%%
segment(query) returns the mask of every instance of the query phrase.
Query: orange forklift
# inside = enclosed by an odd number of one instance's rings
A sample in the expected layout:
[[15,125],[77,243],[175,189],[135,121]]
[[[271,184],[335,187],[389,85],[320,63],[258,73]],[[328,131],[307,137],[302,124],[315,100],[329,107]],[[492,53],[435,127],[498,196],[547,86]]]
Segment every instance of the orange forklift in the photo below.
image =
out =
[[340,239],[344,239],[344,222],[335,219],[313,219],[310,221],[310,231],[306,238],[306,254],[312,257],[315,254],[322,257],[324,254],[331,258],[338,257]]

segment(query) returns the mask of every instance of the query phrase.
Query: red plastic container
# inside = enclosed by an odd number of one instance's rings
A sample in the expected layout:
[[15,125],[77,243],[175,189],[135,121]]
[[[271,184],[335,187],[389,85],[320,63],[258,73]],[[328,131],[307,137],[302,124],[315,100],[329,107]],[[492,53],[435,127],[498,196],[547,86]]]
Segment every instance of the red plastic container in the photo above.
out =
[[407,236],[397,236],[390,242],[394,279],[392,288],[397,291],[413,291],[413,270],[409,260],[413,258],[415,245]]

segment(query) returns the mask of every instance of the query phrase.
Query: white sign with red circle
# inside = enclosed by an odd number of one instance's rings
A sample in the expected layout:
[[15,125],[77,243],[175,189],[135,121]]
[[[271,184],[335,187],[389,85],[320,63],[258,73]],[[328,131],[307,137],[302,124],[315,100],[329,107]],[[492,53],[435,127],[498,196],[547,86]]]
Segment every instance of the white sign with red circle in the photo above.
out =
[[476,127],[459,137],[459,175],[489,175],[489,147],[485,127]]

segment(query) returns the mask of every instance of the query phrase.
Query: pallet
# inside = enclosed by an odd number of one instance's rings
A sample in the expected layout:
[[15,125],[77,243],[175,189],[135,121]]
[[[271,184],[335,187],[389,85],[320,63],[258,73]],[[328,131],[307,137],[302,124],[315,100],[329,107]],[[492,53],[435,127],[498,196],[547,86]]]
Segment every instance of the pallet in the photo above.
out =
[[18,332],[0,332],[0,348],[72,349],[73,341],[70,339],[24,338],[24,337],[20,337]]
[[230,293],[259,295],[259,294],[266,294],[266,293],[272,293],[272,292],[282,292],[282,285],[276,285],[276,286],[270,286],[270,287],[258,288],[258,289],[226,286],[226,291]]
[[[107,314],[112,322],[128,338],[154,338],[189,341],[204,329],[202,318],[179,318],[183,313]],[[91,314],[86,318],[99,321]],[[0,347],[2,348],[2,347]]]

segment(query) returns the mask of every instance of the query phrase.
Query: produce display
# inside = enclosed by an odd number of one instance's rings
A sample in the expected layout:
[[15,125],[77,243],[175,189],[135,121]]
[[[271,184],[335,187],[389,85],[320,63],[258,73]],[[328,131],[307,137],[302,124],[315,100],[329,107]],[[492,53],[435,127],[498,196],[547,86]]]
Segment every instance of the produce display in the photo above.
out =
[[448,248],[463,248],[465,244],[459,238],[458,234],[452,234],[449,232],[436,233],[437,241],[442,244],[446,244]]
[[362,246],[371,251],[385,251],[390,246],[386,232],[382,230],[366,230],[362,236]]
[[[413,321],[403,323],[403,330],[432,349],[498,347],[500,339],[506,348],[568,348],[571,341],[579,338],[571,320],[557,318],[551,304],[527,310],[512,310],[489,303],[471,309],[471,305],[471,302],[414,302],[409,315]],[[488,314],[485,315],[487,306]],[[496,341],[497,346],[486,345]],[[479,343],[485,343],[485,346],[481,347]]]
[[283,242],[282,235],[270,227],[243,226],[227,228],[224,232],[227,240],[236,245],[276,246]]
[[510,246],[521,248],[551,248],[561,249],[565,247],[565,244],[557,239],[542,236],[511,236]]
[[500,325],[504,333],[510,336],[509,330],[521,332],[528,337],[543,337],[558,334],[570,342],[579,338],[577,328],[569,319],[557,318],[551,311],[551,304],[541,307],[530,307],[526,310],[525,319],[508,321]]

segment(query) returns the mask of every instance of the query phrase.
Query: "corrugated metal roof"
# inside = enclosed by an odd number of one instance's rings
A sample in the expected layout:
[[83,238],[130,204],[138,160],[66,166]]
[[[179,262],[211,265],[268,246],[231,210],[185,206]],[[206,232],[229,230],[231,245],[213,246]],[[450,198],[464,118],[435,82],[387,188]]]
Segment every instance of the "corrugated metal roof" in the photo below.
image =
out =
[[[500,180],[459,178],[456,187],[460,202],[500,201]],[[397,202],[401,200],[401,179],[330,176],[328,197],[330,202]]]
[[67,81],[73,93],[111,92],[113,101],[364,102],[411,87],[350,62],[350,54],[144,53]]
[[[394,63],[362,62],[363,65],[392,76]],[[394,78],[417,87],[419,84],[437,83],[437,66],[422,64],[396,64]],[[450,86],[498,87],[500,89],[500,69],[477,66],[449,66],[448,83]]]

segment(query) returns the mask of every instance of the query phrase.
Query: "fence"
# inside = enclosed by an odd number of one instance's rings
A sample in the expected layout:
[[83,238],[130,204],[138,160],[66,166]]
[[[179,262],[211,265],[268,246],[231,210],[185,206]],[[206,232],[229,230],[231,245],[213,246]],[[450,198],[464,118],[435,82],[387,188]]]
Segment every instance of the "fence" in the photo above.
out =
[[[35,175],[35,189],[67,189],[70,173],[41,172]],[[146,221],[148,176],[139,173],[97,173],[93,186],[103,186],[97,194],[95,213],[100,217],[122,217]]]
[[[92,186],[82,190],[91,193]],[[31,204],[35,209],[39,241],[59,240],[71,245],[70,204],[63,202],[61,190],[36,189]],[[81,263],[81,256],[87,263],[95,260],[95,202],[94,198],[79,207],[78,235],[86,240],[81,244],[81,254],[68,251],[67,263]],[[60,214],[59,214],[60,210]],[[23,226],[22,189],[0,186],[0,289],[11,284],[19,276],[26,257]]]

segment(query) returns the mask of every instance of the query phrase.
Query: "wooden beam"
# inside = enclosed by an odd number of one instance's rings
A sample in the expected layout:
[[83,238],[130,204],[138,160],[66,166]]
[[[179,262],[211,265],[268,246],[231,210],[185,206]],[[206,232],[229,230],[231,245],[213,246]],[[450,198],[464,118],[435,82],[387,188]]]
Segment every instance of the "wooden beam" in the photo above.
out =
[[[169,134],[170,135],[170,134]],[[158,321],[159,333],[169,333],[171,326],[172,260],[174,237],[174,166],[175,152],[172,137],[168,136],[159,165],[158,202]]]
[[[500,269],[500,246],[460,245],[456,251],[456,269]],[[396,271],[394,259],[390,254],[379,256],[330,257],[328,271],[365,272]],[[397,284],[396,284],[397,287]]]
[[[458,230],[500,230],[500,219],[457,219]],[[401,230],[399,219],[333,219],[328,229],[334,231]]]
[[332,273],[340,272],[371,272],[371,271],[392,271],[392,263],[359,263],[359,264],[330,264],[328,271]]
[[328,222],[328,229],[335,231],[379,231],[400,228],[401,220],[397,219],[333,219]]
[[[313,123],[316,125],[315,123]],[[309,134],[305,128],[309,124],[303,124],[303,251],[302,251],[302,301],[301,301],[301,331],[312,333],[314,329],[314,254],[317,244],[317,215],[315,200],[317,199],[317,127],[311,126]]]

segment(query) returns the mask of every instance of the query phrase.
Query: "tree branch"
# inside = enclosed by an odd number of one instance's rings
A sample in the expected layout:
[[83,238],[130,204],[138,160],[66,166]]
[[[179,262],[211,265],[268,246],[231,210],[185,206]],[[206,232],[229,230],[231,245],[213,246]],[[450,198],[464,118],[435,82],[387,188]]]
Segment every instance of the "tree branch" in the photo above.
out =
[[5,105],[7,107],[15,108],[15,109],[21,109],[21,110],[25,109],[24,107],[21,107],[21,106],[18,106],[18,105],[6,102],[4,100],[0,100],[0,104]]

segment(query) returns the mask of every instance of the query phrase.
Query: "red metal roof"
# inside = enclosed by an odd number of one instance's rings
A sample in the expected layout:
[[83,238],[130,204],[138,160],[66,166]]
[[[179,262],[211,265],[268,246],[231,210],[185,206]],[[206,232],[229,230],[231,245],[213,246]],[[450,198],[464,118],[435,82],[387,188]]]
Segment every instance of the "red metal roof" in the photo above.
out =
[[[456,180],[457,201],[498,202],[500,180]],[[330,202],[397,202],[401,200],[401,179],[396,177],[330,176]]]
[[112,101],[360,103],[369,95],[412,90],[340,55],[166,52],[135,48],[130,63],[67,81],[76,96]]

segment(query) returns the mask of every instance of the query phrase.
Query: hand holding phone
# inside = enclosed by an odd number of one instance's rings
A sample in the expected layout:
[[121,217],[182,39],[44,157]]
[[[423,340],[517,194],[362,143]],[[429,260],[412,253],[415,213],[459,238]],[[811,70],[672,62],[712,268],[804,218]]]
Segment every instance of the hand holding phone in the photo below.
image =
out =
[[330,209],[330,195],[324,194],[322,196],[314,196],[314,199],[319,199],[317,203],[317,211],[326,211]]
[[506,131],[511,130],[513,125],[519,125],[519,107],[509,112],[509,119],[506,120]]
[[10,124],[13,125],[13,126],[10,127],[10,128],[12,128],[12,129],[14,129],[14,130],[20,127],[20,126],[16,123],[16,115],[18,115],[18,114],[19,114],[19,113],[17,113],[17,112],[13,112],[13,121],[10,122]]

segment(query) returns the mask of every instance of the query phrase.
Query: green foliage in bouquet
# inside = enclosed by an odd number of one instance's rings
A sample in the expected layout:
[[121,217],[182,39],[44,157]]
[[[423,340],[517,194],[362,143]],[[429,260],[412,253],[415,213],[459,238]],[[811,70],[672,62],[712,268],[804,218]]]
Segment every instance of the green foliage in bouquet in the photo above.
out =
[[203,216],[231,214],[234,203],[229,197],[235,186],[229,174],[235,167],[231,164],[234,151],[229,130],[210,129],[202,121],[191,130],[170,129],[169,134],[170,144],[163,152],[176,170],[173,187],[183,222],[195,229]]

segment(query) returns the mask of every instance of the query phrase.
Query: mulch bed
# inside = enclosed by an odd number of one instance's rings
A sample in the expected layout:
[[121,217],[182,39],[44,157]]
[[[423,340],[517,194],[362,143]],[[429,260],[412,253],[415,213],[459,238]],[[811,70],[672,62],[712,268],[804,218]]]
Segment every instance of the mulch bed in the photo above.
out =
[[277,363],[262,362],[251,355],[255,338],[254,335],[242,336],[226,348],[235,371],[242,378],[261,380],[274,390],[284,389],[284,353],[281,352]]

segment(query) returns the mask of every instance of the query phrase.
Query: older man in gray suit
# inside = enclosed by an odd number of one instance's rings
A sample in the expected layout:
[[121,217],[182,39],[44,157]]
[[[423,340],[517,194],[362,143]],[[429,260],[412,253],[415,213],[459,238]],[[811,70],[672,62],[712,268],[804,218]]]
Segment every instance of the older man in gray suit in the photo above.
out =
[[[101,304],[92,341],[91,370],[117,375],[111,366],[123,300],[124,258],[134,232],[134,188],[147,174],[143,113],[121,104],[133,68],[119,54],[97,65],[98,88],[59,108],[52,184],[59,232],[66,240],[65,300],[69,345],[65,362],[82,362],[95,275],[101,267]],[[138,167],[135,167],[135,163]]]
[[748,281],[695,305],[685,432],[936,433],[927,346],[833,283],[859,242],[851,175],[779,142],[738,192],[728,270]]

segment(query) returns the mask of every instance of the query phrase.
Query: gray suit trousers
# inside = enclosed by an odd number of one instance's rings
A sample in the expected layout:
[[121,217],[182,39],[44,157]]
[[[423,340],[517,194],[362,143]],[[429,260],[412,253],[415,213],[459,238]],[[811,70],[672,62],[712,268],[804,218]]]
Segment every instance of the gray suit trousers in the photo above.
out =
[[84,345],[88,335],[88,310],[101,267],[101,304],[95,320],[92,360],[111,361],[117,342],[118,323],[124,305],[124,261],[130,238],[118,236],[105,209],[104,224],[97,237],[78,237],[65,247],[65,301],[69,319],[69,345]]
%%
How to complete this task: In the entries above, please find the line with "Query: produce display" and the line with "Segment every instance of the produce", then write out exactly those two lines and every line between them, and nothing more.

Response area:
Query: produce display
# inside = enclosed by an odd number of one instance's rings
A sample in the expected layout:
[[15,125],[77,243],[175,189],[135,121]]
[[[271,184],[335,187],[389,85],[320,63],[258,73]],[[328,131],[307,137],[302,124],[315,100],[329,107]],[[492,53],[435,127],[498,196],[547,86]]]
Segment every instance of the produce display in the photo above.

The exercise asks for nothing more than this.